▶ Teks Latihan

-----

Pedoman Salat Tenaga Kesehatan COVID-19
Ibadah salat merupakan ibadah yang wajib dikerjakan umat Muslim. Di tengah masa pandemi COVID-19 ini, tenaga kesehatan yang tengah merawat orang dengan COVID-19, tentu akan sangat kesulitan mengerjakan kewajiban salatnya.
Bagaimana langkahnya? sesuai dengan Fatwa Majelis Ulama Indonesia (MUI) Nomor 17 Tahun 2020, para tenaga kesehatan dapat mengerjakan salat semampunya.
Dalam Fatwa MUI tentang Pedoman Kaifiat Shalat bagi Tenaga Kesehatan yang Memakai Alat Pelindung Diri (APD) Saat Merawat dan Menangani Pasien COVID-19 tersebut, dijelaskan ketentuan hukum, dan ketentuan umum salat bagi tenaga medis. Berikut rinciannya :
Ketentuan Umum
Pertama tenaga kesehatan adalah setiap orang yang mengabdikan diri dalam bidang kesehatan serta memiliki pengetahuan dan/atau keterampilan melalui pendidikan di bidang kesehatan yang untuk jenis tertentu memerlukan kewenangan untuk
melakukan upaya kesehatan.
Kedua Alat Pelindung Diri (APD) adalah alat pelindung diri yang digunakan oleh tenaga kesehatan untuk melindungi diri ketika merawat dan menangani pasien Covid-19, menutupi seluruh tubuh dan sekali pakai serta harus dipakai saat menjalankan tugas.
Ketentuan Hukum
Pertama tenaga kesehatan muslim yang bertugas merawat pasien COVID-19 dengan memakai APD tetap wajib melaksanakan shalat fardhu dengan berbagai kondisinya sesuai dengan kemampuannya.
Kedua dalam kondisi ketika jam kerjanya sudah selesai atau sebelum mulai kerja ia masih mendapati waktu shalat, maka wajib melaksanakan shalat fardlu sebagaimana mestinya.
Ketiga dalam kondisi ia bertugas mulai sebelum masuk waktu zhuhur atau maghrib dan berakhir masih berada di waktu shalat ashar atau isya’ maka ia boleh melaksanakan shalat dengan jama’ ta’khir.
Keempat dalam kondisi ia bertugas mulai saat waktu zhuhur atau maghrib dan diperkirakan tidak dapat melaksanakan shalat ashar atau isya maka ia boleh melaksanakan shalat dengan jama’ taqdim.
Kelima dalam kondisi ketika jam kerjanya berada dalam rentang waktu dua shalat yang bisa dijamak (zhuhur dan ashar serta maghrib dan isya’), maka ia boleh melaksanakan shalat dengan jama’.
Keenam alam kondisi ketika jam kerjanya berada dalam rentang waktu shalat dan ia memiliki wudu, maka ia boleh melaksanakan shalat dalam waktu yang ditentukan meski dengan tetap memakai APD yang ada.
Ketujuh dalam kondisi sulit berwudu, maka ia bertayamum kemudian melaksanakan shalat.

-----

▶ Kutipan Materi

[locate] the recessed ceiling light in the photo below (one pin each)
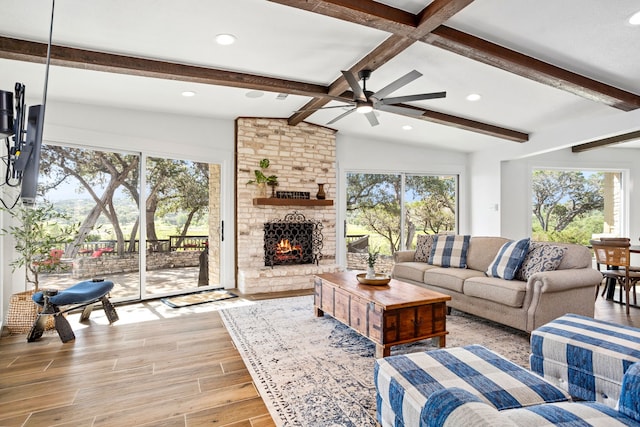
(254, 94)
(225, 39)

-----

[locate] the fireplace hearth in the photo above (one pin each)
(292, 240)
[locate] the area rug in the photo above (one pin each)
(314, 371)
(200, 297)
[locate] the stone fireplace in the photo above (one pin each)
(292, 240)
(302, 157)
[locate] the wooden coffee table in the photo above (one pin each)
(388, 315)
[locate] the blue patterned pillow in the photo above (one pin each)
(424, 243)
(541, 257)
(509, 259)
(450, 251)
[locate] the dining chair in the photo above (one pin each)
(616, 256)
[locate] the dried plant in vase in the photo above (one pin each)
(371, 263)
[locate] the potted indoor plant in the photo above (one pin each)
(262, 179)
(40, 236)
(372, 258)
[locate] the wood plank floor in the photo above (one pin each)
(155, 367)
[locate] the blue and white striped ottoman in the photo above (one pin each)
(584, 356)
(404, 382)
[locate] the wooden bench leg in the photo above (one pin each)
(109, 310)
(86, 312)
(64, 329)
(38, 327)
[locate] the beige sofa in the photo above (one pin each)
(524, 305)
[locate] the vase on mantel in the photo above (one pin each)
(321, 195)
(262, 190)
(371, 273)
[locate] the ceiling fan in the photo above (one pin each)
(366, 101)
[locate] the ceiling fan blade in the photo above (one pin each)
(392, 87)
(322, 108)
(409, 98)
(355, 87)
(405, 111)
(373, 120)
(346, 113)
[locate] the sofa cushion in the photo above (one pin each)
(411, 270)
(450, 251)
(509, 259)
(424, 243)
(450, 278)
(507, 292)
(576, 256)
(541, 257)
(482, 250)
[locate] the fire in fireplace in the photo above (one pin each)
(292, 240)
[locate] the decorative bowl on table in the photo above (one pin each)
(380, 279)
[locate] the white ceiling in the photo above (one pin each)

-----

▶ Tugas yang Dikerjakan
**a.** Jawablah pertanyaan berikut berdasarkan teks tentang pedoman salat tenaga kesehatan.
(i) Berapa nomor dan tahun Fatwa MUI yang menjadi dasar pedoman tersebut?
(ii) Menurut ketentuan umum kedua, bagian tubuh mana yang ditutupi oleh APD?
(iii) Menurut ketentuan hukum ketujuh, apa yang dilakukan tenaga kesehatan dalam kondisi sulit berwudu?
**b.** Salin tanpa perubahan bagian teks tentang pedoman salat tenaga kesehatan dari "Keenam alam kondisi" sampai "kemudian melaksanakan shalat.".

▶ Jawaban Setiap Tugas
**a.**
(i) Nomor 17 Tahun 2020.
(ii) Seluruh tubuh.
(iii) Ia bertayamum, kemudian melaksanakan salat.

**b.**
Keenam alam kondisi ketika jam kerjanya berada dalam rentang waktu shalat dan ia memiliki wudu, maka ia boleh melaksanakan shalat dalam waktu yang ditentukan meski dengan tetap memakai APD yang ada.
Ketujuh dalam kondisi sulit berwudu, maka ia bertayamum kemudian melaksanakan shalat.